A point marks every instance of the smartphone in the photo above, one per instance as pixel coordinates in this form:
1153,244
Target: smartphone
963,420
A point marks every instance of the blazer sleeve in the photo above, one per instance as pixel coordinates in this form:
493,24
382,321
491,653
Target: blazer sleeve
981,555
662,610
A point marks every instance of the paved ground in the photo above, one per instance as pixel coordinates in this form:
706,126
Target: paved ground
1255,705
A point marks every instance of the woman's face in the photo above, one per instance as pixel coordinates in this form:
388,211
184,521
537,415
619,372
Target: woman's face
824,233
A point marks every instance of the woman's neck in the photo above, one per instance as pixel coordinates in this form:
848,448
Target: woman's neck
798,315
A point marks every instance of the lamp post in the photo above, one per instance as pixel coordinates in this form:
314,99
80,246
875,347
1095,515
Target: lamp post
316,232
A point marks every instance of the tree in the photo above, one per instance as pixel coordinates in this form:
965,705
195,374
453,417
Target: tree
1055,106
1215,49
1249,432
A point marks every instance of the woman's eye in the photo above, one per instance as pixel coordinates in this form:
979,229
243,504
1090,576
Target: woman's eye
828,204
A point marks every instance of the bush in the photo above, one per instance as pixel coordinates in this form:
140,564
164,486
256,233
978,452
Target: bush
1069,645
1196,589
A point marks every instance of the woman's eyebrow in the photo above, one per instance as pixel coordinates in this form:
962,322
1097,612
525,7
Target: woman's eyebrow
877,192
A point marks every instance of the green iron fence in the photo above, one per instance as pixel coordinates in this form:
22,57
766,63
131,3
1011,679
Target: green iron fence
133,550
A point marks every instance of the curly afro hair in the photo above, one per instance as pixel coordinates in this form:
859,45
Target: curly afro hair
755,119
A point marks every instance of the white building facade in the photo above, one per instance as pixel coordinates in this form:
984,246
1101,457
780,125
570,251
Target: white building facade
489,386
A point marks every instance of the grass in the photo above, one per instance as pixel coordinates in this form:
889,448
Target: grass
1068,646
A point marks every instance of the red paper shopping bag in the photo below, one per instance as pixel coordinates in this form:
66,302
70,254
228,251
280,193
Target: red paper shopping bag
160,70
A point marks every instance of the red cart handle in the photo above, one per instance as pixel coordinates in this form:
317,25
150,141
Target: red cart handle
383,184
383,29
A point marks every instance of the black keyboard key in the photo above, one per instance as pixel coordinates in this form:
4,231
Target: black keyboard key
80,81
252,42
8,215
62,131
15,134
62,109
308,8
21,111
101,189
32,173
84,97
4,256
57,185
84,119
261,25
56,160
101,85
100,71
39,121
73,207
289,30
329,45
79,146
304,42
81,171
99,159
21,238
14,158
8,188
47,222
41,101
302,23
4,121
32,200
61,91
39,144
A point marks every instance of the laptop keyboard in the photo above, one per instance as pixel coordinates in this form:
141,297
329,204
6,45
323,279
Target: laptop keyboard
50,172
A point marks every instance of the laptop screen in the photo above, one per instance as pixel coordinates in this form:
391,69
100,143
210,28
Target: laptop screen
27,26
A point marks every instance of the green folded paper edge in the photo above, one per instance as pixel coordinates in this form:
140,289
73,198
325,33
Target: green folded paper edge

######

- Exercise objective
Every record listed above should be reproduced exactly.

- Solution
A point marks every instance of the smartphone in the photo above, one per instance as pixel coordinates in this form:
1153,244
Target: smartphone
963,420
A point marks every instance of the blazer sleeve in the photo above, one per instance as pixel coordinates in this form:
493,24
382,321
491,653
Target: blazer sleeve
981,555
662,610
A point marks every instance of the paved ground in the photo above, one per instance as pixel coordinates in this form:
706,126
Target: paved ground
1255,705
A point marks every instance of the woman's face in the photo above, one per instance as pixel coordinates in this form:
388,211
184,521
537,415
619,372
Target: woman's face
824,233
A point marks every instance of the woman's neck in the photo above, one per instance as pixel coordinates in this form:
848,448
Target: woman's neck
798,315
A point marks every instance of the lamp post in the photo above, one per instance as pixel coordinates in this form:
314,99
80,246
875,347
1095,515
Target: lamp post
316,232
A point marks every instance of the tree in the photo above, one per instance as pixel coordinates in this form:
965,705
195,374
453,417
Target: tree
1055,106
1215,49
1249,432
A point marks every instance of the woman's eye in the photo above, one per instance as pixel coordinates in this form:
979,229
243,504
1090,576
Target: woman's eye
828,204
A point marks every instance of the bush in the photo above, one per instance as pixel coordinates in this form:
140,564
164,486
256,233
978,452
Target: bush
1069,645
1196,589
A point marks every instance of the woman's eyebrow in the photo above, one per instance as pixel coordinates in this form:
962,322
1097,612
525,7
Target: woman's eyebrow
877,192
A point marks every instance of the green iron fence in the photo above, one per instance as pixel coordinates in this form:
22,57
766,63
131,3
1011,679
Target: green iron fence
133,550
A point marks every instance of the curly afro hair in the photo above, one per instance as pixel coordinates in this form:
859,45
Target: curly afro hair
755,119
A point marks every instance of the white building facade in the photo above, one per instance as pixel coordinates in this form:
984,246
1101,457
780,125
570,251
Target: white building facade
489,386
A point marks every instance of the grass in the photo above, one per instance as pixel coordinates in this form:
889,448
Target: grass
1068,646
A point marks every instance of the red paper shopping bag in the photo below, one per instance as pixel coordinates in this form:
66,302
70,254
228,251
280,193
Target: red paper shopping bag
160,70
A point marks every instance of the red cart handle in the photo above, one per instance as pixel coordinates in this form:
317,25
150,141
Target: red cart handle
383,184
383,29
A point marks every instance of the black keyboard key in the photo above, one per instance as pixel coordinates in this form:
4,231
Target: black keyboard key
80,81
252,42
8,215
62,131
15,134
62,109
308,8
21,111
101,189
32,173
84,97
4,256
57,185
84,119
261,25
56,160
101,85
100,71
39,121
73,207
289,30
329,45
79,146
304,42
81,171
99,159
21,238
14,158
8,188
47,222
41,101
302,23
4,121
32,200
61,91
39,144
A point marks every instance of the laptop keyboard in the photo above, one per instance as pixel coordinates in this form:
141,297
329,204
6,45
323,279
Target: laptop keyboard
50,172
A point marks every instance of the laptop screen in the photo above, one per instance as pixel coordinates in this form:
391,69
100,143
210,28
Target: laptop screen
27,26
A point marks every instance of the green folded paper edge in the photo above, one per instance as pixel coordinates in this form:
140,289
73,198
325,33
Target: green folded paper edge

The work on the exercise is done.